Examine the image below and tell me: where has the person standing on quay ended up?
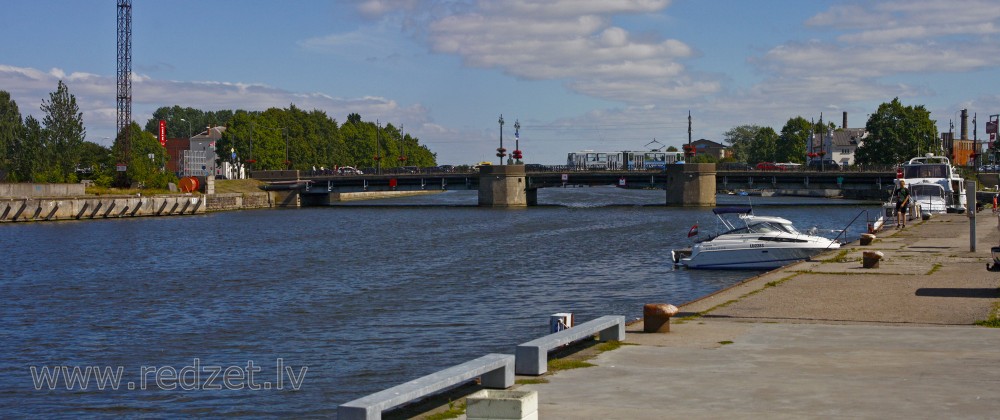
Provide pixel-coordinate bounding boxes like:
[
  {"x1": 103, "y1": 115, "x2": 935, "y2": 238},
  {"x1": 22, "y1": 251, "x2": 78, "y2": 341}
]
[{"x1": 896, "y1": 180, "x2": 910, "y2": 228}]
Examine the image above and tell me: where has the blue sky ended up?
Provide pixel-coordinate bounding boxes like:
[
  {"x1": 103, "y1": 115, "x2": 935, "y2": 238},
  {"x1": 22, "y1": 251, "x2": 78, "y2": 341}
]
[{"x1": 3, "y1": 0, "x2": 999, "y2": 164}]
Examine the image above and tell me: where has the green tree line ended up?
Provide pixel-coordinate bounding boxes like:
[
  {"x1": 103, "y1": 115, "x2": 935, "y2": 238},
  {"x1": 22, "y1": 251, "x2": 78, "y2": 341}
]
[
  {"x1": 143, "y1": 106, "x2": 437, "y2": 171},
  {"x1": 716, "y1": 98, "x2": 942, "y2": 166},
  {"x1": 0, "y1": 82, "x2": 174, "y2": 188},
  {"x1": 0, "y1": 81, "x2": 438, "y2": 187}
]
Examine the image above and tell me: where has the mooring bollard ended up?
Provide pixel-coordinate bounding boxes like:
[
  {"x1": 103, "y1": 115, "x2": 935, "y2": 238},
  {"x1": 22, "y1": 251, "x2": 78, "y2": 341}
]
[
  {"x1": 643, "y1": 303, "x2": 679, "y2": 333},
  {"x1": 859, "y1": 233, "x2": 875, "y2": 246},
  {"x1": 862, "y1": 250, "x2": 883, "y2": 268}
]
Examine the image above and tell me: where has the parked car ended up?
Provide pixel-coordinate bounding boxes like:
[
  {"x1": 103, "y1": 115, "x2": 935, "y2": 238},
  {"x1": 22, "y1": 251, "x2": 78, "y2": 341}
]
[
  {"x1": 755, "y1": 162, "x2": 784, "y2": 171},
  {"x1": 720, "y1": 162, "x2": 752, "y2": 171},
  {"x1": 338, "y1": 166, "x2": 363, "y2": 175},
  {"x1": 524, "y1": 163, "x2": 550, "y2": 171},
  {"x1": 807, "y1": 160, "x2": 840, "y2": 171}
]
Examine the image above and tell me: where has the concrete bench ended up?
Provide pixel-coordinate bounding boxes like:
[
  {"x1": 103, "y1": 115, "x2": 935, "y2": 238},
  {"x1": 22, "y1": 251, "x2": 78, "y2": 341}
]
[
  {"x1": 337, "y1": 353, "x2": 514, "y2": 420},
  {"x1": 515, "y1": 315, "x2": 625, "y2": 375}
]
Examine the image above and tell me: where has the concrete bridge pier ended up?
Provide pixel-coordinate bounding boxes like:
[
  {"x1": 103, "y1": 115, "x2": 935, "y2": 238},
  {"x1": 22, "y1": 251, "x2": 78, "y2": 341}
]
[
  {"x1": 665, "y1": 163, "x2": 716, "y2": 206},
  {"x1": 478, "y1": 165, "x2": 532, "y2": 207},
  {"x1": 269, "y1": 190, "x2": 301, "y2": 207}
]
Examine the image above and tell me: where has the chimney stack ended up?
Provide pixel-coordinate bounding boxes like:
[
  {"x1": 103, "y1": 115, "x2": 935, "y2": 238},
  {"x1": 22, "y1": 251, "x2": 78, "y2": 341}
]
[
  {"x1": 843, "y1": 111, "x2": 848, "y2": 129},
  {"x1": 961, "y1": 109, "x2": 968, "y2": 140}
]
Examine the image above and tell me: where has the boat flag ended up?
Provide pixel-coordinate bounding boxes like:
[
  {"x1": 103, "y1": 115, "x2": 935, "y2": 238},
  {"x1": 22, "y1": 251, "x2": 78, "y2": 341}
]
[{"x1": 687, "y1": 223, "x2": 699, "y2": 237}]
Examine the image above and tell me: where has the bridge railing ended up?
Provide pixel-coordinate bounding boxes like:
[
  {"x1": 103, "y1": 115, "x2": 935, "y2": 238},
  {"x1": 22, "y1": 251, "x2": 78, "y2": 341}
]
[{"x1": 254, "y1": 164, "x2": 900, "y2": 180}]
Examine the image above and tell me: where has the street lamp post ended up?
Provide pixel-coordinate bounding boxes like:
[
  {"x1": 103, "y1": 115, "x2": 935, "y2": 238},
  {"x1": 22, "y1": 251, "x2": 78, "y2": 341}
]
[
  {"x1": 398, "y1": 124, "x2": 407, "y2": 167},
  {"x1": 179, "y1": 118, "x2": 192, "y2": 139},
  {"x1": 973, "y1": 112, "x2": 979, "y2": 172},
  {"x1": 375, "y1": 120, "x2": 382, "y2": 175},
  {"x1": 497, "y1": 114, "x2": 506, "y2": 165},
  {"x1": 513, "y1": 119, "x2": 522, "y2": 164},
  {"x1": 249, "y1": 122, "x2": 254, "y2": 173},
  {"x1": 989, "y1": 115, "x2": 1000, "y2": 167}
]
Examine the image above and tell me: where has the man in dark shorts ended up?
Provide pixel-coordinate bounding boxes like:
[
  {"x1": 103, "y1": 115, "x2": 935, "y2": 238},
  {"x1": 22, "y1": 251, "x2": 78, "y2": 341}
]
[{"x1": 895, "y1": 180, "x2": 910, "y2": 228}]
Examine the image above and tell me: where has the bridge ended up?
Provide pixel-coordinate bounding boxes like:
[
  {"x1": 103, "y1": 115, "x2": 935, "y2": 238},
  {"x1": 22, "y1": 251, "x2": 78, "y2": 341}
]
[{"x1": 251, "y1": 165, "x2": 896, "y2": 207}]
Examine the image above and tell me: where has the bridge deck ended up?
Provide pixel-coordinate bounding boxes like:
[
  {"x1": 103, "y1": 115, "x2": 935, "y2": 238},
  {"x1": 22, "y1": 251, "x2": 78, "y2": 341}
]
[{"x1": 256, "y1": 169, "x2": 897, "y2": 194}]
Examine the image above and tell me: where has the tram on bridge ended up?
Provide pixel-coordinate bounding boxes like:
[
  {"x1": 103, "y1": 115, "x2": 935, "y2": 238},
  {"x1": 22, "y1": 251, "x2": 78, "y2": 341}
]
[{"x1": 567, "y1": 150, "x2": 684, "y2": 171}]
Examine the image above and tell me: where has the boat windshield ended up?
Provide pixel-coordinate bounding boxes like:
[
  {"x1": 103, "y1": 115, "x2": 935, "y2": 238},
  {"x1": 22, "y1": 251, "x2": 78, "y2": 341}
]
[
  {"x1": 911, "y1": 184, "x2": 944, "y2": 198},
  {"x1": 725, "y1": 221, "x2": 798, "y2": 235},
  {"x1": 903, "y1": 164, "x2": 948, "y2": 179}
]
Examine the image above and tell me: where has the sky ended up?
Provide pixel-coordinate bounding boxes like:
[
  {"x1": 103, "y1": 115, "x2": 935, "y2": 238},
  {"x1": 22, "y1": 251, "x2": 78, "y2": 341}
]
[{"x1": 3, "y1": 0, "x2": 1000, "y2": 165}]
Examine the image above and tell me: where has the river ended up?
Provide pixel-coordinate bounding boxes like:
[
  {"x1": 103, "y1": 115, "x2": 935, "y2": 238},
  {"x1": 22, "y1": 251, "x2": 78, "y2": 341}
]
[{"x1": 0, "y1": 187, "x2": 879, "y2": 417}]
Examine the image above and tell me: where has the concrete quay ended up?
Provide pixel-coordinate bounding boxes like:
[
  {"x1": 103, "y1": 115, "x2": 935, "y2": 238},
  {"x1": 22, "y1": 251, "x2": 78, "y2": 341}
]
[{"x1": 516, "y1": 212, "x2": 1000, "y2": 419}]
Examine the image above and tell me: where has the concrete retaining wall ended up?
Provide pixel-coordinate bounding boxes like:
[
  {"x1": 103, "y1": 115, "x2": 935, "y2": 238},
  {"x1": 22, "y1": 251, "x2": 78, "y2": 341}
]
[
  {"x1": 206, "y1": 192, "x2": 272, "y2": 211},
  {"x1": 0, "y1": 183, "x2": 85, "y2": 197},
  {"x1": 334, "y1": 190, "x2": 442, "y2": 202},
  {"x1": 0, "y1": 195, "x2": 206, "y2": 223}
]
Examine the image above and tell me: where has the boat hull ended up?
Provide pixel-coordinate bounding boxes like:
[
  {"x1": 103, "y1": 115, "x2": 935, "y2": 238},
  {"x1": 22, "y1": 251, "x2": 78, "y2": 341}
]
[{"x1": 678, "y1": 238, "x2": 839, "y2": 270}]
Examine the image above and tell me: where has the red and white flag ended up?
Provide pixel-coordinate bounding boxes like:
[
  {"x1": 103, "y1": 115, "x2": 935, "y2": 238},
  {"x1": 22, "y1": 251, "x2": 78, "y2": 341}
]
[{"x1": 687, "y1": 223, "x2": 699, "y2": 237}]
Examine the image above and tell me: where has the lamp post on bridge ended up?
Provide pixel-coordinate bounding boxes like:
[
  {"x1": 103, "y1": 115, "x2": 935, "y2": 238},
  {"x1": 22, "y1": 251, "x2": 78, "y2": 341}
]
[
  {"x1": 497, "y1": 114, "x2": 506, "y2": 165},
  {"x1": 375, "y1": 119, "x2": 382, "y2": 175},
  {"x1": 513, "y1": 119, "x2": 522, "y2": 164}
]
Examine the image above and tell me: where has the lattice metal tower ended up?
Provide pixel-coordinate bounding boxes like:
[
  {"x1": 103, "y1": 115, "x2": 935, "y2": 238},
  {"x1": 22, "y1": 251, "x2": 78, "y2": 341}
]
[{"x1": 116, "y1": 0, "x2": 132, "y2": 167}]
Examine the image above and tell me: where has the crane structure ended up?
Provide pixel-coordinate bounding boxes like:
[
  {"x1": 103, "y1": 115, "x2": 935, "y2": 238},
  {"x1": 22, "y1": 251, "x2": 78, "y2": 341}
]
[{"x1": 116, "y1": 0, "x2": 132, "y2": 180}]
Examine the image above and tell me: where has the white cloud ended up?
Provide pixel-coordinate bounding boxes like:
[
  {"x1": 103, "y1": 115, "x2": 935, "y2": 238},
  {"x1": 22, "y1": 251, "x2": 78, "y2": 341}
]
[
  {"x1": 421, "y1": 0, "x2": 709, "y2": 103},
  {"x1": 355, "y1": 0, "x2": 423, "y2": 19},
  {"x1": 807, "y1": 0, "x2": 1000, "y2": 39},
  {"x1": 0, "y1": 64, "x2": 434, "y2": 147},
  {"x1": 747, "y1": 0, "x2": 1000, "y2": 121}
]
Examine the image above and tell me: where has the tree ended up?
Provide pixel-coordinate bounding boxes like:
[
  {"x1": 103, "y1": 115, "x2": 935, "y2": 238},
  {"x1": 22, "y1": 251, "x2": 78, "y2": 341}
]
[
  {"x1": 855, "y1": 98, "x2": 938, "y2": 165},
  {"x1": 778, "y1": 117, "x2": 811, "y2": 163},
  {"x1": 666, "y1": 145, "x2": 678, "y2": 152},
  {"x1": 112, "y1": 122, "x2": 173, "y2": 188},
  {"x1": 40, "y1": 80, "x2": 86, "y2": 182},
  {"x1": 144, "y1": 105, "x2": 237, "y2": 139},
  {"x1": 750, "y1": 127, "x2": 778, "y2": 164},
  {"x1": 0, "y1": 91, "x2": 21, "y2": 180},
  {"x1": 168, "y1": 106, "x2": 436, "y2": 173},
  {"x1": 77, "y1": 141, "x2": 112, "y2": 180},
  {"x1": 14, "y1": 116, "x2": 44, "y2": 182},
  {"x1": 724, "y1": 125, "x2": 761, "y2": 163},
  {"x1": 690, "y1": 153, "x2": 717, "y2": 163}
]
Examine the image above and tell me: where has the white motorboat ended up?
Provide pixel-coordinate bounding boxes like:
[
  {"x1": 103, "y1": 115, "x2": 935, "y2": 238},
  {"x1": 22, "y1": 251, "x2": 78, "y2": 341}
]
[
  {"x1": 672, "y1": 207, "x2": 841, "y2": 270},
  {"x1": 899, "y1": 154, "x2": 967, "y2": 214}
]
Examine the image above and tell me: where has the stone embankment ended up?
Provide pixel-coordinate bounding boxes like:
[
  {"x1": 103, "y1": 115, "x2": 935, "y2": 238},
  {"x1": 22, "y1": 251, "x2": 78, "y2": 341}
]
[
  {"x1": 1, "y1": 181, "x2": 443, "y2": 222},
  {"x1": 1, "y1": 194, "x2": 206, "y2": 222}
]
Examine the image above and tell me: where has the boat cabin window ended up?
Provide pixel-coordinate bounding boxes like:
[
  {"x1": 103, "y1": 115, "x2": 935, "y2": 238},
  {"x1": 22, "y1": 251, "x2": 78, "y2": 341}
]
[{"x1": 903, "y1": 164, "x2": 948, "y2": 179}]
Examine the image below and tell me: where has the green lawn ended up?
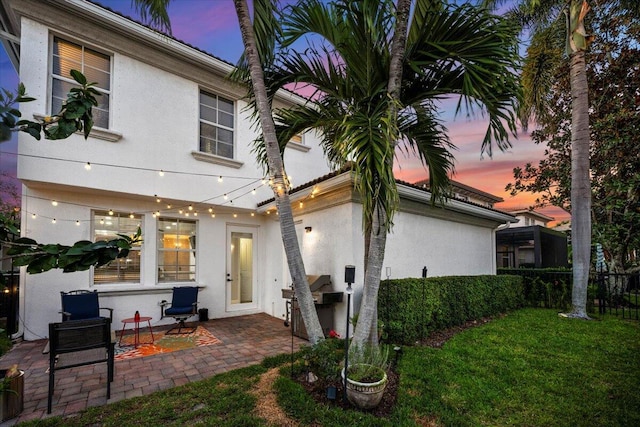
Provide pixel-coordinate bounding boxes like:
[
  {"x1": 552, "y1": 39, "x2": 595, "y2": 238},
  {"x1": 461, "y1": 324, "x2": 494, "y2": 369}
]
[{"x1": 23, "y1": 309, "x2": 640, "y2": 427}]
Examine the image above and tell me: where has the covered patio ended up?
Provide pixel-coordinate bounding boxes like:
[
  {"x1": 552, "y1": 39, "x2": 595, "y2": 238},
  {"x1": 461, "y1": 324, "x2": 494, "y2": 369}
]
[{"x1": 0, "y1": 313, "x2": 306, "y2": 425}]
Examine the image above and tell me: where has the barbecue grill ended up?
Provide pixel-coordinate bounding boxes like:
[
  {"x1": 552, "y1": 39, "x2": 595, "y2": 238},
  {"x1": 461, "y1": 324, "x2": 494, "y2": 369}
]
[{"x1": 282, "y1": 275, "x2": 344, "y2": 340}]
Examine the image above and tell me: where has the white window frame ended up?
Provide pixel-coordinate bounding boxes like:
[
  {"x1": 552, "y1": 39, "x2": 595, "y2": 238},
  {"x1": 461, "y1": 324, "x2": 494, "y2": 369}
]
[
  {"x1": 92, "y1": 211, "x2": 143, "y2": 285},
  {"x1": 199, "y1": 90, "x2": 235, "y2": 159},
  {"x1": 157, "y1": 217, "x2": 197, "y2": 283},
  {"x1": 50, "y1": 35, "x2": 112, "y2": 129}
]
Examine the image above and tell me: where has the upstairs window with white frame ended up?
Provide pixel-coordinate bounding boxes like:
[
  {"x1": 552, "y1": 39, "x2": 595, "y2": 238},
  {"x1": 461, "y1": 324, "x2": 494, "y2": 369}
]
[
  {"x1": 51, "y1": 37, "x2": 111, "y2": 129},
  {"x1": 158, "y1": 218, "x2": 197, "y2": 282},
  {"x1": 93, "y1": 212, "x2": 142, "y2": 284},
  {"x1": 199, "y1": 90, "x2": 234, "y2": 159}
]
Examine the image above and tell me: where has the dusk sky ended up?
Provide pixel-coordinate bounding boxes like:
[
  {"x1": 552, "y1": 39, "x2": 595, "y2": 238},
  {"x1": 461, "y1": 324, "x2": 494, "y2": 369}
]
[{"x1": 0, "y1": 0, "x2": 569, "y2": 224}]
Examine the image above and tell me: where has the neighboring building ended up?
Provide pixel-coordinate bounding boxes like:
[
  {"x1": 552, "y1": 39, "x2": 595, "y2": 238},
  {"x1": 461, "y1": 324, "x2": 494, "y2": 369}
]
[
  {"x1": 414, "y1": 179, "x2": 504, "y2": 209},
  {"x1": 496, "y1": 209, "x2": 569, "y2": 268},
  {"x1": 1, "y1": 0, "x2": 516, "y2": 341},
  {"x1": 507, "y1": 209, "x2": 554, "y2": 228}
]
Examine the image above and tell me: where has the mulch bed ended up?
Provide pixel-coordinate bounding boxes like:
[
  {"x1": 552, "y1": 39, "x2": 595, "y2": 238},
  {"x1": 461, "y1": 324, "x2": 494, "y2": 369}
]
[{"x1": 294, "y1": 315, "x2": 499, "y2": 418}]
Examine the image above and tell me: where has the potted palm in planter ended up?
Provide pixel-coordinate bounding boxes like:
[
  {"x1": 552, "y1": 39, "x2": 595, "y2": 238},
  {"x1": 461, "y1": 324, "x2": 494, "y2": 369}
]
[
  {"x1": 341, "y1": 345, "x2": 389, "y2": 409},
  {"x1": 0, "y1": 364, "x2": 24, "y2": 422}
]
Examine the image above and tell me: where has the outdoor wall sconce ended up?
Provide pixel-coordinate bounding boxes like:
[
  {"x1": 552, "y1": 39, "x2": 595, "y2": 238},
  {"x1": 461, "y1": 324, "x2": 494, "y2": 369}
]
[{"x1": 305, "y1": 226, "x2": 312, "y2": 233}]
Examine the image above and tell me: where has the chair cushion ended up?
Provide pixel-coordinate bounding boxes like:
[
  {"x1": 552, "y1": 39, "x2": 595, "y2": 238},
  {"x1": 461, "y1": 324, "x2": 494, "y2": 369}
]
[
  {"x1": 171, "y1": 287, "x2": 198, "y2": 308},
  {"x1": 165, "y1": 306, "x2": 195, "y2": 315},
  {"x1": 62, "y1": 292, "x2": 100, "y2": 320}
]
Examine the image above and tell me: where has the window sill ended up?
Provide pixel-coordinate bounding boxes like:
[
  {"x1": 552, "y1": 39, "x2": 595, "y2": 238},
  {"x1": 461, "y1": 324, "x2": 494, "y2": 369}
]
[
  {"x1": 94, "y1": 283, "x2": 205, "y2": 296},
  {"x1": 286, "y1": 141, "x2": 311, "y2": 152},
  {"x1": 33, "y1": 113, "x2": 123, "y2": 142},
  {"x1": 191, "y1": 151, "x2": 244, "y2": 168}
]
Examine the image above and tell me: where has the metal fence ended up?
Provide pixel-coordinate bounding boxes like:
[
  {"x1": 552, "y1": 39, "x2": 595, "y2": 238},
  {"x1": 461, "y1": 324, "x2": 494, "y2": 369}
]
[
  {"x1": 596, "y1": 272, "x2": 640, "y2": 320},
  {"x1": 499, "y1": 269, "x2": 639, "y2": 321}
]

== Task requirements ==
Copy only the lines in the listing that contain "lamp".

== Output for this task ==
Examine the image above and tell me: where has the street lamp post ended up?
Examine the image above and tell me: where has the lamp post on bridge ended up?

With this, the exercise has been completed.